> [Written tasks]
(A) In the article about Tea for Three, where and on what date will the show play?
(B) According to the article about Tea for Three, why does Pat Nixon's phrase "the hardest unpaid job in the world" mean more than it first appears to? Answer in one to three sentences.
(C) In the article about Tea for Three, rewrite the passage that begins at the words "Tea for Three is" and stops after "with Rich Little.", changing "turbulent" to "troubled".

Tea for Three
Elaine Bromka Brings Lady Bird, Pat and Betty to Hayes Center March 15
At the end of a recent performance of Tea for Three—Elaine Bromka’s one-woman show about three presidential wives from the 1960s and 1970s, which comes to the Hayes Center in Blowing Rock for one performance on Sunday, March 15—a man stopped and spoke to her in the lobby.
“He said, ‘I’m glad I came. I felt as if I saw six people here tonight—the three presidents and their wives,’” the acclaimed actress said in a telephone interview.
The feedback is proof that though husbands often think the play is just for women, men also enjoy it.
The play about Lady Bird Johnson, Pat Nixon and Betty Ford speaks to everybody.
“[The audience] will really have fun. It’s a feel-good play, but it touches on a lot of topics that are weighty. You don’t have to have known the women, but it brings back memories. Corporate wives would absolutely understand,” Bromka said.
Tea for Three is about three presidential wives in a turbulent time in the nation’s history. Two came to the White House in the wake of national trauma, and the third left the White House in the wake of national trauma.
Each had to face the challenges of what Pat Nixon called “the hardest unpaid job in the world,” a statement with more than immediately obvious significance: the era of these three women in the White House meshed with a period when women began to demand more in their lives than to be what the First Ladies represented—dignified and quiet support for husbands.
The play, Lady Bird, Pat and Betty, is an outgrowth from a previous show about the presidents in which Emmy Award-winning Bromka toured with Rich Little.
“I had to impersonate the eight first ladies [back] to Lady Bird. I wanted to do it from their point of view,” she said.
“After I worked on those eight, I talked about writing a play on my own. Then a producer put me together with Eric Weinberger, Tea For Three’s co-author. He said these three women are very different [and because of the age group] I could do them for a while.”
To take on the three characters was “a huge challenge culturally,” Bromka said. “Lady Bird Johnson was such a southern lady. She really took care of L.B.J. She was like a mother hen [and] very gracious. It was Lady Bird’s nature to be very circumspect. Pat Nixon was very, very private. She was stoic, solitary, watchful. I am very moved by the stoicism of Pat. And Betty was so much fun. They are very quirky people.”

> [Extracted records]
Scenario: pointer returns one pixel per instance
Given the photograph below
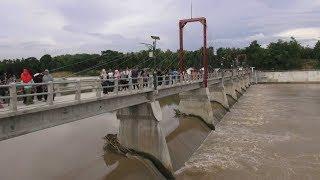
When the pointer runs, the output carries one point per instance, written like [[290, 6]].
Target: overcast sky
[[37, 27]]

> [Results by task]
(A) It plays at the Hayes Center in Blowing Rock for one performance on Sunday, March 15.

(B) These three women were in the White House during the same period when women began demanding more from their lives. They wanted more than the role the First Ladies represented, which was dignified and quiet support for their husbands.

(C)
Tea for Three is about three presidential wives in a troubled time in the nation’s history. Two came to the White House in the wake of national trauma, and the third left the White House in the wake of national trauma.
Each had to face the challenges of what Pat Nixon called “the hardest unpaid job in the world,” a statement with more than immediately obvious significance: the era of these three women in the White House meshed with a period when women began to demand more in their lives than to be what the First Ladies represented—dignified and quiet support for husbands.
The play, Lady Bird, Pat and Betty, is an outgrowth from a previous show about the presidents in which Emmy Award-winning Bromka toured with Rich Little.